··· Data for review ···

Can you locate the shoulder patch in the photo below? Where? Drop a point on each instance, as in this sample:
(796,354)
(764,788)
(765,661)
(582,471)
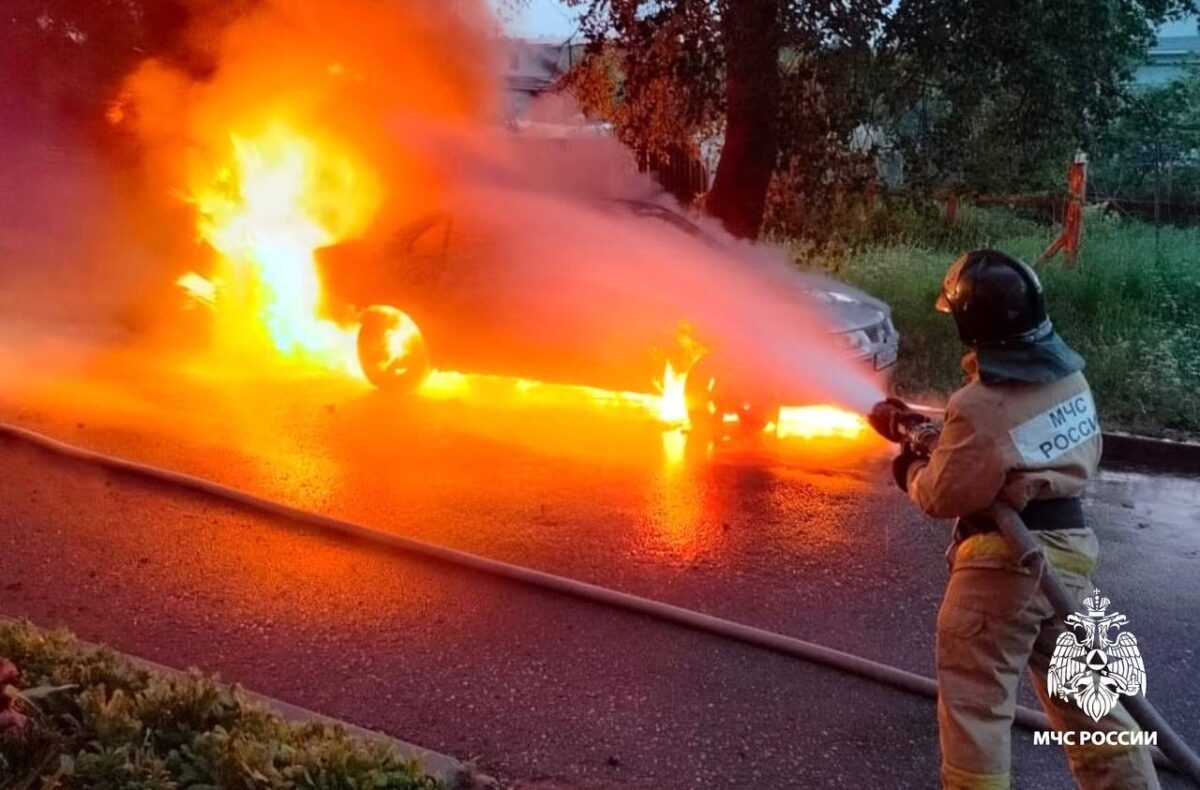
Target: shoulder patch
(1056,431)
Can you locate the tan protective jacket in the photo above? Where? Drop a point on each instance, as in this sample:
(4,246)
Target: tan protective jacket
(1015,441)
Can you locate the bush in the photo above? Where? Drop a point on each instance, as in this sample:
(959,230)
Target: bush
(95,720)
(1131,307)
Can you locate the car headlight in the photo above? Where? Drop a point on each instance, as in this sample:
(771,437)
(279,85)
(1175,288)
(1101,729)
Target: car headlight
(857,341)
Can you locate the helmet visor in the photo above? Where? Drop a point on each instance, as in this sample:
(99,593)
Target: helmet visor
(951,285)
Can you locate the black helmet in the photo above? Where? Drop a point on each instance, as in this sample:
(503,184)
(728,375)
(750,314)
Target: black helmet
(995,299)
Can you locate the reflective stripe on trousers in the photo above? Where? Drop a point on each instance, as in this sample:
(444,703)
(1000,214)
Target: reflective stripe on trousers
(993,624)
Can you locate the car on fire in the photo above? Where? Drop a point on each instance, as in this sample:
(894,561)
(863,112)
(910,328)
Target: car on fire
(426,294)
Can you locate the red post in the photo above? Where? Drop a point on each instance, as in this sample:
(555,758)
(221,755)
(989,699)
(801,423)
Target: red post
(1073,215)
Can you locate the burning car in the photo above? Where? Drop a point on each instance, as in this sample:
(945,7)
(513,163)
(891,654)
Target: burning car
(438,292)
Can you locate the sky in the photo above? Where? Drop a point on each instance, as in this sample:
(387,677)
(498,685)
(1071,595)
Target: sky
(551,18)
(537,18)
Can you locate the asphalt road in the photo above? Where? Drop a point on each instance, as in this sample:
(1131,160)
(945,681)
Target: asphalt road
(805,538)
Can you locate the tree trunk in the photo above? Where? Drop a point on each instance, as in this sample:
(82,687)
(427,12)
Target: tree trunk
(750,35)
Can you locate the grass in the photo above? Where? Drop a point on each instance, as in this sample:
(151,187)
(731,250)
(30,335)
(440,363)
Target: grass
(1131,306)
(95,720)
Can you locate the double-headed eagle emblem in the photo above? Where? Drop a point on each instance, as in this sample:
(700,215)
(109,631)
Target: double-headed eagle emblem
(1096,669)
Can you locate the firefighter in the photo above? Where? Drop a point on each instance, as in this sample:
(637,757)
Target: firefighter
(1023,430)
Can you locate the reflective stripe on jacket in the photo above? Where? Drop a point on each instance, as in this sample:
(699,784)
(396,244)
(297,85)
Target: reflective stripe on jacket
(1014,440)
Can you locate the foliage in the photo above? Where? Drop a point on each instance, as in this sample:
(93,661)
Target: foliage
(1131,307)
(978,96)
(993,95)
(99,722)
(1155,147)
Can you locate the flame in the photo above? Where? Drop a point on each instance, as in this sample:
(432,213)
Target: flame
(820,422)
(672,402)
(280,197)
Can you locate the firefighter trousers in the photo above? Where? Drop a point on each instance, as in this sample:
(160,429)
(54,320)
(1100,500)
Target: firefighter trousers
(994,623)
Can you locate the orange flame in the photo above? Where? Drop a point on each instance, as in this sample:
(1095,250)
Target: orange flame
(265,211)
(820,422)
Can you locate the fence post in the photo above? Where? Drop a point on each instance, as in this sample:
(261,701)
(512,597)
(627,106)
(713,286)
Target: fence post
(1073,215)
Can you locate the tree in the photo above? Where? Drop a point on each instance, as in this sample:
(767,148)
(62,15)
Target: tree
(981,95)
(750,36)
(991,95)
(669,72)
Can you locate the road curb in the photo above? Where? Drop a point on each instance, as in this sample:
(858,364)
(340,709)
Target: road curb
(449,771)
(1158,455)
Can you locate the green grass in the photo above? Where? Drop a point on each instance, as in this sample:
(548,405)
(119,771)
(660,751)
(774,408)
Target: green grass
(97,722)
(1131,306)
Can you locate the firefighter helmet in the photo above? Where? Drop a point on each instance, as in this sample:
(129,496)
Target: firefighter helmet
(995,300)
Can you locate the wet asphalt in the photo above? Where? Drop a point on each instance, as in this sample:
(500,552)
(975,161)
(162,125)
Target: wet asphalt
(805,538)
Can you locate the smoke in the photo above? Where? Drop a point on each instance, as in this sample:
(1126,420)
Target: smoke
(544,268)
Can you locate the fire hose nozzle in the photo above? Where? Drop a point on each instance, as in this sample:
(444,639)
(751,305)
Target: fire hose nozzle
(898,422)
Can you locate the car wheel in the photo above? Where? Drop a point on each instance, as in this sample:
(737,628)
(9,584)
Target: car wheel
(391,349)
(715,404)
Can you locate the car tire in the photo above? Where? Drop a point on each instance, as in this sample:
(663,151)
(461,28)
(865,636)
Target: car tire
(711,399)
(391,349)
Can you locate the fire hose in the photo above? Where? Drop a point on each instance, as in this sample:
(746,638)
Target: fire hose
(1181,758)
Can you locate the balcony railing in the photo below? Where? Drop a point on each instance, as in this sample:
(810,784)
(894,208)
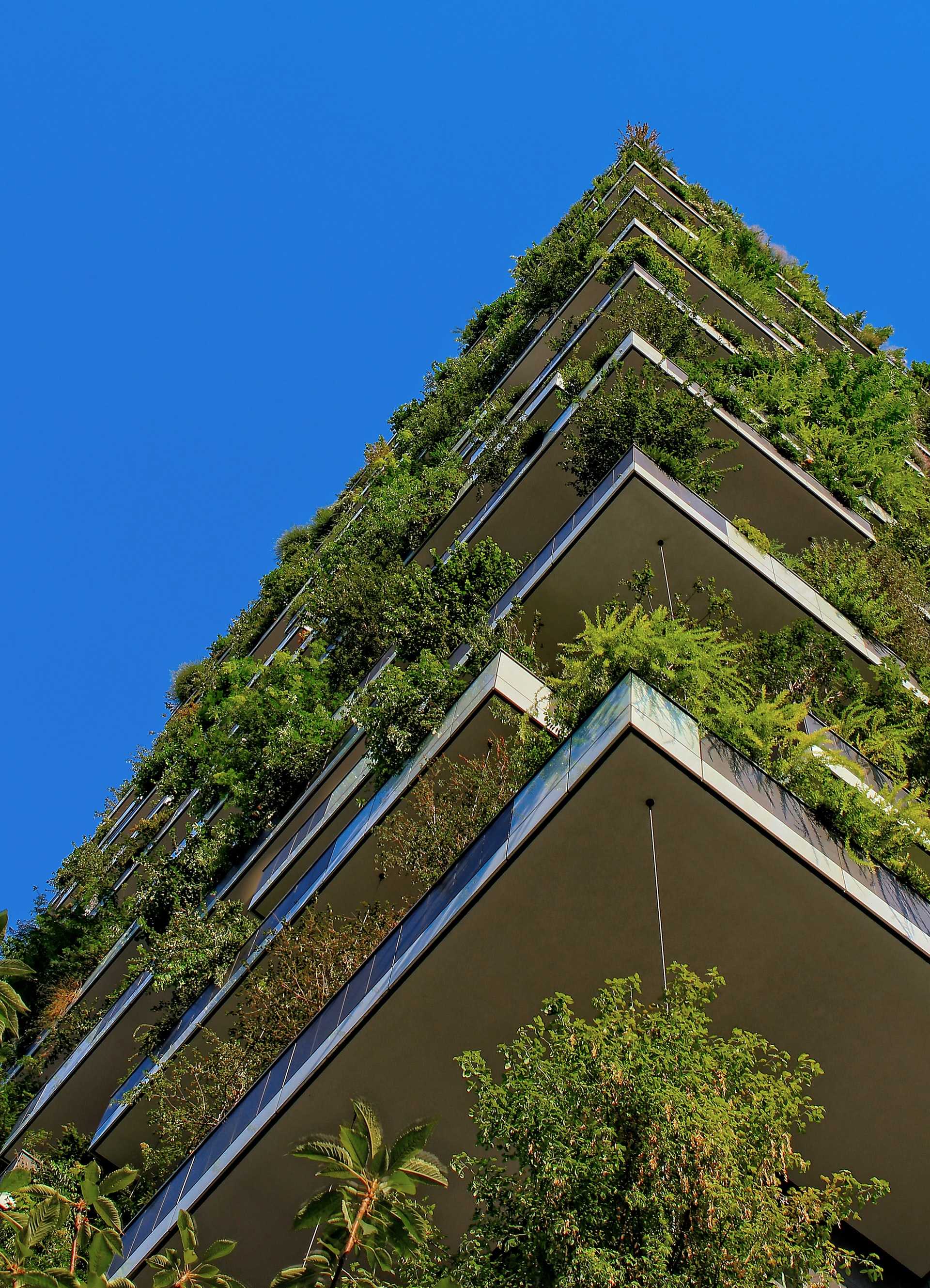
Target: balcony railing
(497,678)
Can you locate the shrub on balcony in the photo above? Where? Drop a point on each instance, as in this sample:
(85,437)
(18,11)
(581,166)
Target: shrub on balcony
(643,408)
(608,1153)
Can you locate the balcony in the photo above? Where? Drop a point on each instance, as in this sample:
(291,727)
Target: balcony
(80,1089)
(346,870)
(827,338)
(588,308)
(618,530)
(558,894)
(778,496)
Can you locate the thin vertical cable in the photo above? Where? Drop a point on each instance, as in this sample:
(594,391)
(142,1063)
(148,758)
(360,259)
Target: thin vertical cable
(667,588)
(659,902)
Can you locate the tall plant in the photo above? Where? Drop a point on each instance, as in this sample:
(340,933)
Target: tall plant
(372,1211)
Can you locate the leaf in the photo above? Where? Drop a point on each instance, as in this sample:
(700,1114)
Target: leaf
(118,1180)
(106,1209)
(229,1282)
(187,1229)
(319,1210)
(428,1169)
(98,1256)
(372,1124)
(356,1144)
(16,1180)
(89,1183)
(325,1149)
(219,1248)
(410,1143)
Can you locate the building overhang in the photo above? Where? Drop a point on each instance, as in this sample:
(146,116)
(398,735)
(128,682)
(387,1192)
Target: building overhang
(558,894)
(778,496)
(618,530)
(335,861)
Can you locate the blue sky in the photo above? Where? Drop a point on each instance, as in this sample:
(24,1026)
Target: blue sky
(237,234)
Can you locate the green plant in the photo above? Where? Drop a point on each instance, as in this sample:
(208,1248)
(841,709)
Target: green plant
(642,1147)
(12,1005)
(643,410)
(372,1210)
(451,804)
(194,1267)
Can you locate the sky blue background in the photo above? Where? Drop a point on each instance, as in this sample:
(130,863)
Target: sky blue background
(237,234)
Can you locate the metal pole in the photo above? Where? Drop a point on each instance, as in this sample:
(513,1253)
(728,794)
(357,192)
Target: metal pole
(667,588)
(659,902)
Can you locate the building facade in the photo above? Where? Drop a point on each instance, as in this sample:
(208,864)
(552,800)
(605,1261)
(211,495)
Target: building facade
(665,412)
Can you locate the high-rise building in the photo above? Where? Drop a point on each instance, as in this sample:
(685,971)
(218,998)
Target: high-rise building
(387,818)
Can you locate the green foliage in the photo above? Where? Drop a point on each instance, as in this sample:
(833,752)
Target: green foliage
(643,250)
(187,682)
(370,1211)
(195,950)
(403,706)
(878,589)
(442,603)
(194,1267)
(716,675)
(310,961)
(451,805)
(643,408)
(643,1148)
(79,1223)
(12,1005)
(853,418)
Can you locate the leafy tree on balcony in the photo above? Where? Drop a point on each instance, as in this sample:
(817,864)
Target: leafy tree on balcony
(643,1148)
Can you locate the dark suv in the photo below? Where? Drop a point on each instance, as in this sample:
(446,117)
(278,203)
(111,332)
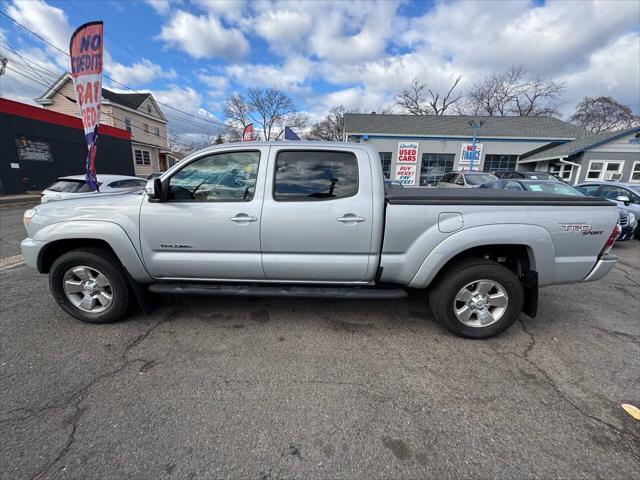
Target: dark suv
(529,175)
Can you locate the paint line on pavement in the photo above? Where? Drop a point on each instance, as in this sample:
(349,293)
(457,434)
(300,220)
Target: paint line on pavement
(10,262)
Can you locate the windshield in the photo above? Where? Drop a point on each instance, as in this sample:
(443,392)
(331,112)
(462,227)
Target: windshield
(556,188)
(70,186)
(479,179)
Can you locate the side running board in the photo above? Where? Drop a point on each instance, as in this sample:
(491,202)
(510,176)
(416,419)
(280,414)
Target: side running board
(276,291)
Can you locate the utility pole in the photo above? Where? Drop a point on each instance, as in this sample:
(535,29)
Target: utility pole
(475,126)
(3,64)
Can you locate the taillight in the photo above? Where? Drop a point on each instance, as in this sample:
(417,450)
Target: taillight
(615,233)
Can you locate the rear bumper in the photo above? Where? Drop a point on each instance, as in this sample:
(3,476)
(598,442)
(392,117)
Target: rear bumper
(603,266)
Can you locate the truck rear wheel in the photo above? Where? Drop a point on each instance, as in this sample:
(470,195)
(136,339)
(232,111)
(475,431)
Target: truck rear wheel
(90,285)
(477,298)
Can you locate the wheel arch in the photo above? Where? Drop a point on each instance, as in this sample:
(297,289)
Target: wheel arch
(528,247)
(62,237)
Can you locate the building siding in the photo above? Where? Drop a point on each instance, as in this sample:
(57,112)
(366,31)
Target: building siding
(114,115)
(493,146)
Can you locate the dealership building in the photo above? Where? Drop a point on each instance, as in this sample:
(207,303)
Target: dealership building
(418,150)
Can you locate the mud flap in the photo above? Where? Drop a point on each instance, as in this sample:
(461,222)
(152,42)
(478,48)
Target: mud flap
(529,282)
(147,301)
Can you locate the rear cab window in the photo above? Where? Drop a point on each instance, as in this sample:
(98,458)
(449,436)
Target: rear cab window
(313,175)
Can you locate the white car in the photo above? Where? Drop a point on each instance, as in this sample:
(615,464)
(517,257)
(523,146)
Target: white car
(75,186)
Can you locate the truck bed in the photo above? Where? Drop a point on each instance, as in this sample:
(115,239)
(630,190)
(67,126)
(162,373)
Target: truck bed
(484,196)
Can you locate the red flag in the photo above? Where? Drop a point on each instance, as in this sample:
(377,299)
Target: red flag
(85,49)
(247,133)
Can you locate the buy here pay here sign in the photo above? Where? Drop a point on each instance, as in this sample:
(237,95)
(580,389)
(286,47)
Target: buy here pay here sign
(407,161)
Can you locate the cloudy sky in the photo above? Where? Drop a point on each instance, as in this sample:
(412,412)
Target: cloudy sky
(193,53)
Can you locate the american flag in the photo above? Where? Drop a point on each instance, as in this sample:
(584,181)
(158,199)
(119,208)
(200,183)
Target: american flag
(290,134)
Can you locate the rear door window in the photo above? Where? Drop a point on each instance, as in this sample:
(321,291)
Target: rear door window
(304,176)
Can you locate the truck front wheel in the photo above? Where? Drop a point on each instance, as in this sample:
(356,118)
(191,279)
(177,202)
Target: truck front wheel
(90,285)
(477,298)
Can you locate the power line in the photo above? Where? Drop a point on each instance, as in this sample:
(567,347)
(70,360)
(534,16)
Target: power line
(106,76)
(57,75)
(142,129)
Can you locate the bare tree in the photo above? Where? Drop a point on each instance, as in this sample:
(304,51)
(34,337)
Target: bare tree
(331,127)
(515,92)
(269,109)
(238,113)
(419,99)
(603,114)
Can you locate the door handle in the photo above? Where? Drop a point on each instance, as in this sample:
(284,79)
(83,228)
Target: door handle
(242,218)
(351,218)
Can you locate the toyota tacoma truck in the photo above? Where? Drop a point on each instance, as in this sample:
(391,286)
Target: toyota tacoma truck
(313,219)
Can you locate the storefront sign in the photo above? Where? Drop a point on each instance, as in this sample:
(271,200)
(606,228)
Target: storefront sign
(407,152)
(406,174)
(465,156)
(34,150)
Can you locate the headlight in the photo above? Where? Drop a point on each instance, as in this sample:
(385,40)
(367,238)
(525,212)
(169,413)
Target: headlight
(28,215)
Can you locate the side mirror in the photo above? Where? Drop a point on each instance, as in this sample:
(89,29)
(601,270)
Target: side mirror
(153,189)
(624,199)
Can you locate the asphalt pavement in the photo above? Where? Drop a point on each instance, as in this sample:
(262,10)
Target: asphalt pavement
(266,389)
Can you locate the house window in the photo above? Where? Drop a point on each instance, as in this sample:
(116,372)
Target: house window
(434,166)
(385,160)
(143,157)
(605,170)
(635,173)
(561,170)
(499,163)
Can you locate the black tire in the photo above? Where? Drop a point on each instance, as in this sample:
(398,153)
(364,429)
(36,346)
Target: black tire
(102,261)
(442,296)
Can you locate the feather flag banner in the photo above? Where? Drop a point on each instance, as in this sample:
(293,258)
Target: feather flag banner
(85,49)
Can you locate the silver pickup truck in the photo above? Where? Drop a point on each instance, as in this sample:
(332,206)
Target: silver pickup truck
(313,219)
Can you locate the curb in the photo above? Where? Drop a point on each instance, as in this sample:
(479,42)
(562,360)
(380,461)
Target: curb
(19,199)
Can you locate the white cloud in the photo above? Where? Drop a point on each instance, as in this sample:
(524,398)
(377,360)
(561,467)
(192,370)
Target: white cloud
(203,36)
(162,7)
(282,28)
(188,100)
(138,73)
(218,83)
(49,22)
(230,10)
(291,76)
(613,71)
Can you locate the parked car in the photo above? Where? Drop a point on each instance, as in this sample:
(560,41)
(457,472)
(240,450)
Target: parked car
(315,220)
(530,175)
(628,224)
(530,185)
(628,220)
(465,179)
(75,186)
(624,194)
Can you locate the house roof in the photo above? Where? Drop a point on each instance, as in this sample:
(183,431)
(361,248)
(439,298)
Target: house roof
(130,100)
(576,146)
(458,126)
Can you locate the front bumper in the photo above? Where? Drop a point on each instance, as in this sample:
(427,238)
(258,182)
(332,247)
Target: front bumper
(30,251)
(603,266)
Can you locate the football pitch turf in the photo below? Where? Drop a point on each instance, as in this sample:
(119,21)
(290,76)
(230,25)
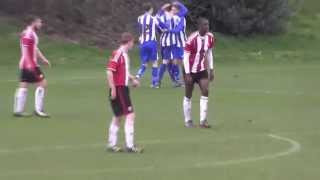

···

**Task directions:** Reproduce each line of the records in which the string "below" appears.

**Exercise answer:**
Can you locate the shoulder patch in the photo below? Where? Drop a point on each instance, as in this sample:
Can you locate the balcony railing in the photo below? Where? Drop a point on each instance, as in this sample:
Can you locate the dark suv in the photo below? Where? Drop a point on each instance, as in this sample:
Can you locate the football pitch turf in the photo below? Where? Drop a point on each instance, as in this sample:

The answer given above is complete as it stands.